What to work on
Reproduce everything in the data below from the line containing "of the yellow" down to the line containing "the green leaf", including both of those lines, and offset every coordinate in the answers by adding 85 to it.

Dataset
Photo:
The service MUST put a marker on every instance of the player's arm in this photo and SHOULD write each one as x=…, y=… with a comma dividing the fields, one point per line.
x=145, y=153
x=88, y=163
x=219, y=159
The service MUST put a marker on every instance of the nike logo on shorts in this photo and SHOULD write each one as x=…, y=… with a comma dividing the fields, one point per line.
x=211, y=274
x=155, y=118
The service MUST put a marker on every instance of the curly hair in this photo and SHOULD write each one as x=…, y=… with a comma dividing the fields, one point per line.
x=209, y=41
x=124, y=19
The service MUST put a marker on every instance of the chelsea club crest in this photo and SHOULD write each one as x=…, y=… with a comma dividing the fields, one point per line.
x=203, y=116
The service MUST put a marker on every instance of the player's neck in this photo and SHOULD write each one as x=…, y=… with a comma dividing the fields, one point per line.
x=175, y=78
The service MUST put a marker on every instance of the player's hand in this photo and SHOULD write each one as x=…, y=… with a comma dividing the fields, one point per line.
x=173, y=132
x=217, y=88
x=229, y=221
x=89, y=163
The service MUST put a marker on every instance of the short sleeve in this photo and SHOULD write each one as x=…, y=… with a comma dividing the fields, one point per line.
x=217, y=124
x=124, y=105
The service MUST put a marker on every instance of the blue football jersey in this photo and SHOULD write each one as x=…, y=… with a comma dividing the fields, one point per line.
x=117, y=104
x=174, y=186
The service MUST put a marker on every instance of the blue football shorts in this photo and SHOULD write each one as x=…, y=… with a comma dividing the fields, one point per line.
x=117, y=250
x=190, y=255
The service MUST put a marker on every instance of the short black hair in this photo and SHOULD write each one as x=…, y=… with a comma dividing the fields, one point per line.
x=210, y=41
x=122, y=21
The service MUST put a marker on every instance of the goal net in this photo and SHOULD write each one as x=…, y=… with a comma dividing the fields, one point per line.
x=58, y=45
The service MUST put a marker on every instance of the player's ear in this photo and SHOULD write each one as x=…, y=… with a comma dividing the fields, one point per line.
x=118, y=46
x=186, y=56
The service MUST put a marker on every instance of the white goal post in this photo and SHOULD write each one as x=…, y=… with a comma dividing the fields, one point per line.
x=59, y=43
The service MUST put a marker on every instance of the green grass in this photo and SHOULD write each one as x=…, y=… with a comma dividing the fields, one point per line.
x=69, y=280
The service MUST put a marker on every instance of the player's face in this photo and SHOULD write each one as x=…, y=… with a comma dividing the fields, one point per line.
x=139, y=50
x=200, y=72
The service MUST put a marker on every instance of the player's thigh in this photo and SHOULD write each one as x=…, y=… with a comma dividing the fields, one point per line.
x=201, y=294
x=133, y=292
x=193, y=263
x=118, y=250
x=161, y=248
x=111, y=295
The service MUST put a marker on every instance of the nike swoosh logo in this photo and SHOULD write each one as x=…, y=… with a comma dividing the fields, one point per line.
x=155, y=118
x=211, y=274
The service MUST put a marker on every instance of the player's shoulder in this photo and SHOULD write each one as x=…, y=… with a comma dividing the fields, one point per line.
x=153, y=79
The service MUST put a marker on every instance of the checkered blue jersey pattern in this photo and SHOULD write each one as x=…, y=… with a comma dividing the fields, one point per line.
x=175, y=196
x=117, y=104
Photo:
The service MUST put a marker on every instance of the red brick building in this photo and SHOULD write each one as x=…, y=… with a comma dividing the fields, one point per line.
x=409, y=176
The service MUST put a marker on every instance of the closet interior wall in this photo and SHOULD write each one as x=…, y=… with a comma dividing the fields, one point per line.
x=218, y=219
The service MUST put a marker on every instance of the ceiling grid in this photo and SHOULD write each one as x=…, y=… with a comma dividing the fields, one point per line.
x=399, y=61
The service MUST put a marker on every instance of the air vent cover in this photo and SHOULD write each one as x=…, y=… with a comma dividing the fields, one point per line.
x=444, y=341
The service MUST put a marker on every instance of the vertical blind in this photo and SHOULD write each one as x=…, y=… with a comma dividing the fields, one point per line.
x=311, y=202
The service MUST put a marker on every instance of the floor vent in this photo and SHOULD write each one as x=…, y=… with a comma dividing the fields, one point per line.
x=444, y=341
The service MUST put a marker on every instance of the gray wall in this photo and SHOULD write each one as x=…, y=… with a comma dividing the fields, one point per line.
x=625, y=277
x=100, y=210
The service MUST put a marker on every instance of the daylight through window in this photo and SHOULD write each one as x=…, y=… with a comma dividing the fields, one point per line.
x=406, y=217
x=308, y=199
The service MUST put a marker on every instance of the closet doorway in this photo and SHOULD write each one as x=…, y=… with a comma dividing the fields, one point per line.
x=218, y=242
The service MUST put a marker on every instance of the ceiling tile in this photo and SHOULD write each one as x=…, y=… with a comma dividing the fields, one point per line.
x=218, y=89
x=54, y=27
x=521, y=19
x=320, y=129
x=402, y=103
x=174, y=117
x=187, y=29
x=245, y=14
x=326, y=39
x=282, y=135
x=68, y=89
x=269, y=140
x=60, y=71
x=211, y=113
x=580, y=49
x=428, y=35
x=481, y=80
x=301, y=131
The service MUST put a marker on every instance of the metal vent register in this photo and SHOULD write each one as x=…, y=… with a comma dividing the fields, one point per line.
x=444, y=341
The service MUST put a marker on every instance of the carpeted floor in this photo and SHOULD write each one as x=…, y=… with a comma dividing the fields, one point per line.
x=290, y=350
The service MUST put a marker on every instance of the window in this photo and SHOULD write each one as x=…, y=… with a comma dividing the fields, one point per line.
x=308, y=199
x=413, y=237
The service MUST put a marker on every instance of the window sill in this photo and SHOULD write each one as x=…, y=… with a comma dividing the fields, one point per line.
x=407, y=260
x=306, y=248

---

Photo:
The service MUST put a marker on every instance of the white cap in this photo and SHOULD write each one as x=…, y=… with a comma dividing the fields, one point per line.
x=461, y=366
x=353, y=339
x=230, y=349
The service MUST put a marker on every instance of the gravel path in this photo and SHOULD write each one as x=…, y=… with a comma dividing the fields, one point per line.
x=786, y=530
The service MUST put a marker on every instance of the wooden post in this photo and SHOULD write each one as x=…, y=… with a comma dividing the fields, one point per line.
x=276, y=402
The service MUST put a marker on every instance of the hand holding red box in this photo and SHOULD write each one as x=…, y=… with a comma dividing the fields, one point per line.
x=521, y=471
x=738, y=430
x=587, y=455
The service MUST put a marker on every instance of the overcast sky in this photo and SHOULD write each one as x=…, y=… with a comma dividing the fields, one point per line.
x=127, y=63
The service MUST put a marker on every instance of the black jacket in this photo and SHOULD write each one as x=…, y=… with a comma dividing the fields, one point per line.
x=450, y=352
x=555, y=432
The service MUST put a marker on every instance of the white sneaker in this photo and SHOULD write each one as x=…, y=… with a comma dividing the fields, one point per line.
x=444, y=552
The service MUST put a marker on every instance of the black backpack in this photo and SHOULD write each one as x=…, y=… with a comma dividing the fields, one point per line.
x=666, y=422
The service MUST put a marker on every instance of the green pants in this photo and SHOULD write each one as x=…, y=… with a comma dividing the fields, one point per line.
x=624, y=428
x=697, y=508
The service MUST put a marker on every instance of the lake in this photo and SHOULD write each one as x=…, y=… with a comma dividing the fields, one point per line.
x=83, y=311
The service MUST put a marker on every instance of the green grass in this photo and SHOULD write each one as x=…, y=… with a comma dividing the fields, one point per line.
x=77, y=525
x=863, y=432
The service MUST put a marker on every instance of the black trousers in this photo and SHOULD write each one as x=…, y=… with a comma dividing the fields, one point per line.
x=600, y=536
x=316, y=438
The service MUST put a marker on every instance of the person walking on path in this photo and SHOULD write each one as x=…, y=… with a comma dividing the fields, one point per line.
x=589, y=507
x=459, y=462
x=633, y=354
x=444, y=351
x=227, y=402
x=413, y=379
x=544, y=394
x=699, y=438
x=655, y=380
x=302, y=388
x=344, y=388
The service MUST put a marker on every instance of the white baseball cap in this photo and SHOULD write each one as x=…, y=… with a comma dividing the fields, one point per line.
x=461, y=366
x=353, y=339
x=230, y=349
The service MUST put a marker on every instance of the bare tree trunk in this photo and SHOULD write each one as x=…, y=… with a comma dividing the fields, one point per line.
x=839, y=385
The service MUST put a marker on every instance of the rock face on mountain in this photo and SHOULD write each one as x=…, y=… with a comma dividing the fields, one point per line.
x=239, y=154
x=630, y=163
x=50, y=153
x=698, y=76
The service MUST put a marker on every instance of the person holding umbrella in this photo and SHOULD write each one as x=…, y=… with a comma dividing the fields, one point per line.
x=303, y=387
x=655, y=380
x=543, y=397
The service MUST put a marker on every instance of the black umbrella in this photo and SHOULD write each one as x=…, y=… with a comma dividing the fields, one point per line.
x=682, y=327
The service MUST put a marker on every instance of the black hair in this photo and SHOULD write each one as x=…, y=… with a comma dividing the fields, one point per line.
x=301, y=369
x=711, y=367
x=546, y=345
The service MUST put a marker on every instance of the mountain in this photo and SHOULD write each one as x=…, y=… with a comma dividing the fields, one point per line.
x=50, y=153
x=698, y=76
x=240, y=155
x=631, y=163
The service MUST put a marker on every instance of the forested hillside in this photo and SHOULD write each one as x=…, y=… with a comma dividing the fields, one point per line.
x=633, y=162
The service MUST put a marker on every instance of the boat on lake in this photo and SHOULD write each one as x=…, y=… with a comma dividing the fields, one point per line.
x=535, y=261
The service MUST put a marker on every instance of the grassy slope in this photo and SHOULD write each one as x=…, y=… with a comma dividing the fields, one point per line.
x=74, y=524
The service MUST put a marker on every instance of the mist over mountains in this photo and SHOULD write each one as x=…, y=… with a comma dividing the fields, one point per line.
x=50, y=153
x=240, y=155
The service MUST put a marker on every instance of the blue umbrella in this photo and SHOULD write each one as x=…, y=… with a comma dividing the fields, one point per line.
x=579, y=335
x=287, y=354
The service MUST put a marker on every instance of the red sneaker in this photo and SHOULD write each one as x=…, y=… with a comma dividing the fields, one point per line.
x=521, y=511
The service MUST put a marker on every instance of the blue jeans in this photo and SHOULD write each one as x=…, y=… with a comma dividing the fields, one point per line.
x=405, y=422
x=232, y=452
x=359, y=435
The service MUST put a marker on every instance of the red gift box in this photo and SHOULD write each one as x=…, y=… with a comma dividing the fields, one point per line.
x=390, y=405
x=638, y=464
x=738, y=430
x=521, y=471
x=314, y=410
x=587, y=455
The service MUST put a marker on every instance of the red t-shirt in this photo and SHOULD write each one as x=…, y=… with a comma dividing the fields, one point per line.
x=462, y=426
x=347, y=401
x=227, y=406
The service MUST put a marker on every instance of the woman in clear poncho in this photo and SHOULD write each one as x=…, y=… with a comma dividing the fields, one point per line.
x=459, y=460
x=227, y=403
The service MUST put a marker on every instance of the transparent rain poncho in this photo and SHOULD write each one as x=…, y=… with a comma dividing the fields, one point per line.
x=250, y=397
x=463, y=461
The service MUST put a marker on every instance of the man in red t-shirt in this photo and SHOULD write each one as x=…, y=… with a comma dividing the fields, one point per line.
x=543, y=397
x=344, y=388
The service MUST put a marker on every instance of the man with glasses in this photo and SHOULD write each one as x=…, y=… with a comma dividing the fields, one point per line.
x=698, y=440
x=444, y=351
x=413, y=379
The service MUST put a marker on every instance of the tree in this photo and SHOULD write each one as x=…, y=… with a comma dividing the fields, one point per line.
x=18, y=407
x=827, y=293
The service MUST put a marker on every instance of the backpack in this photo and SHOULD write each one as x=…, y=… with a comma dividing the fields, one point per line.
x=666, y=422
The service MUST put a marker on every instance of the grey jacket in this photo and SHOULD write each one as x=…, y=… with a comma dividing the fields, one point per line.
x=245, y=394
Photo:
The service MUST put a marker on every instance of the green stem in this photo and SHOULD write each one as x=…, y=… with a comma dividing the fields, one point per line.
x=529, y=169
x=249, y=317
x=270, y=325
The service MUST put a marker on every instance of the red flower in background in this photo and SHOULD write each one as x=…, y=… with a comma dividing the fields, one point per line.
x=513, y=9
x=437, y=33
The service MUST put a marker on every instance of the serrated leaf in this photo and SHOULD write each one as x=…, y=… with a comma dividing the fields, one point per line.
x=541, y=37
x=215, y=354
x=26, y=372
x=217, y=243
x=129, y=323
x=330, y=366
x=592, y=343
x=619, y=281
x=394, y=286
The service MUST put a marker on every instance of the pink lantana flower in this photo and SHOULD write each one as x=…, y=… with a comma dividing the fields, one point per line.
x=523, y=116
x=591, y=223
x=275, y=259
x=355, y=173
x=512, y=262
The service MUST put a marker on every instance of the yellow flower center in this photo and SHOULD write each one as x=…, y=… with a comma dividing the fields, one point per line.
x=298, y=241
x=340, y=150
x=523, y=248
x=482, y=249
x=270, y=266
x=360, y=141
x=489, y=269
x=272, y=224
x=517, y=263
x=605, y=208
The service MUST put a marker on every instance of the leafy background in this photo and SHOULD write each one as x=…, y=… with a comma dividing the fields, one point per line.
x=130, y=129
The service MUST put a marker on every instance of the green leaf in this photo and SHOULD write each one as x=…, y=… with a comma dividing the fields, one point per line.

Finished task
The service MUST put a marker on every instance of the yellow flower center in this photo and SHOULD write each one as x=…, y=… with a comma dividing the fields, one point per line.
x=383, y=326
x=425, y=235
x=608, y=333
x=567, y=334
x=355, y=351
x=445, y=226
x=574, y=354
x=357, y=309
x=602, y=348
x=690, y=293
The service MUST put a marker on every instance of the leafy background in this photo and SHOULD write each one as x=…, y=… with a comma dividing the fields, one point per line.
x=215, y=214
The service MUST put a marker on every instance of the green leaf in this photo and SHOULD write each one as x=…, y=… with a comma dividing the fields, one point per line.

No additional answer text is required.